Convolutional Neural Network(CNN) project

Topic: Human Activity Recognition Using Smartphones

  • Project Team
    ### MD Sarwar Zahan
    ### Gernot Manfred Rischner

START

(reset - Deleting all variables, just if necessary)

In [1]:
%reset
Once deleted, variables cannot be recovered. Proceed (y/[n])? y
In [2]:
import pandas as pd #pandas package to read data
import tensorflow as tf  #tensorflow
import numpy as np #numpy package
from scipy import stats
import matplotlib.pyplot as plt

Read training and test data

In [3]:
train_x=pd.read_csv("C:\MLProject\X_train.csv"); 
train_y=pd.read_csv(r'C:\MLProject\train\y_train.txt', delim_whitespace=True, header=None);
test_x=pd.read_csv("C:\MLProject\X_test.csv");
test_y=pd.read_csv(r'C:\MLProject\test\y_test.txt', delim_whitespace=True, header=None);

Select features

In [4]:
train_x=train_x.iloc[:,0:-2]; #select features from training data set
test_x=test_x.iloc[:,0:-2]; #select features from test data set
In [5]:
numberOfChannels=train_x.shape[1]
In [6]:
train_x=np.array(train_x); #save training data in numpy array format for better handling
train_y=np.array(train_y); #save training data in numpy array format for better handling

test_x=np.array(test_x); #save training data in numpy array format for better handling
test_y=np.array(test_y); #save training data in numpy array format for better handling

Split the data set into a representation(format), which can then be used to feed the CNN. Here, the data is splited into blocks, each of size 30 (30 was chosen, because if we analyse the dataset, it can be seen, that the average number of instances per label are around 26.24, so just taking a value a bit higher then the average). Due to the fact, that we got 561 features(561 channels) and for each channel a 1-dimensional signal, each block have the size (1,6,561). Furthermore, these blocks are then stacked. To assign a appropriate label to each block, simply, the highest number of labels in each block where choosen.

◆ DATA SUPPLIED ◆
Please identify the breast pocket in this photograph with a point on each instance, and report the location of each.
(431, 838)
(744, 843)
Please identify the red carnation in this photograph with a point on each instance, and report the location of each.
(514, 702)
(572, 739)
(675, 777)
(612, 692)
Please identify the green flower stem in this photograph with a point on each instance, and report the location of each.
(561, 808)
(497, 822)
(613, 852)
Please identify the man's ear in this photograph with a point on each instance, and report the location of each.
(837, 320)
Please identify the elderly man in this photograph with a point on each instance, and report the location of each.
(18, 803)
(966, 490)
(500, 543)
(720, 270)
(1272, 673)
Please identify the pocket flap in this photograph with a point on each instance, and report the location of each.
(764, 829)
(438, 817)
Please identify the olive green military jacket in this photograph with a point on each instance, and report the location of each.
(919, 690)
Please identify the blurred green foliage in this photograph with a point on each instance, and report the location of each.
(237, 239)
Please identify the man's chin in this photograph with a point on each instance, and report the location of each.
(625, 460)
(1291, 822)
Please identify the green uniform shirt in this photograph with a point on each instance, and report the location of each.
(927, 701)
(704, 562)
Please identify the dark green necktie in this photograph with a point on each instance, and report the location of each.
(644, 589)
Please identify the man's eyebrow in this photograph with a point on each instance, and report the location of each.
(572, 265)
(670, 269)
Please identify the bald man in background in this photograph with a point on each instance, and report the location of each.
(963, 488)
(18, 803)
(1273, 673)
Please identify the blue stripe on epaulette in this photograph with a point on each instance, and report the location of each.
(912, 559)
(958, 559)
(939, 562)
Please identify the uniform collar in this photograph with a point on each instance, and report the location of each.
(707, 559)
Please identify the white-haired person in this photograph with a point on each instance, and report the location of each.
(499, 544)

◆ GIVEN PROBLEM 1 ◆
According to the activity recognition notebook, how many features does the dataset have?
◆ GIVEN PROBLEM 2 ◆
Please say whether each statement agrees with the activity recognition notebook, answering yes or no and quoting the deciding words from it.
(a) The training labels are read from a file named y_train.txt.
(b) The average number of instances per label is about 30.
(c) The data is kept in pandas format for better handling.

◆ EXERCISE RESULT 1 ◆
561 features (561 channels).

◆ EXERCISE RESULT 2 ◆
(a) Yes: "train_y=pd.read_csv(r'C:\MLProject\train\y_train.txt', delim_whitespace=True, header=None);"
(b) No: "the average number of instances per label are around 26.24"
(c) No: "save training data in numpy array format for better handling"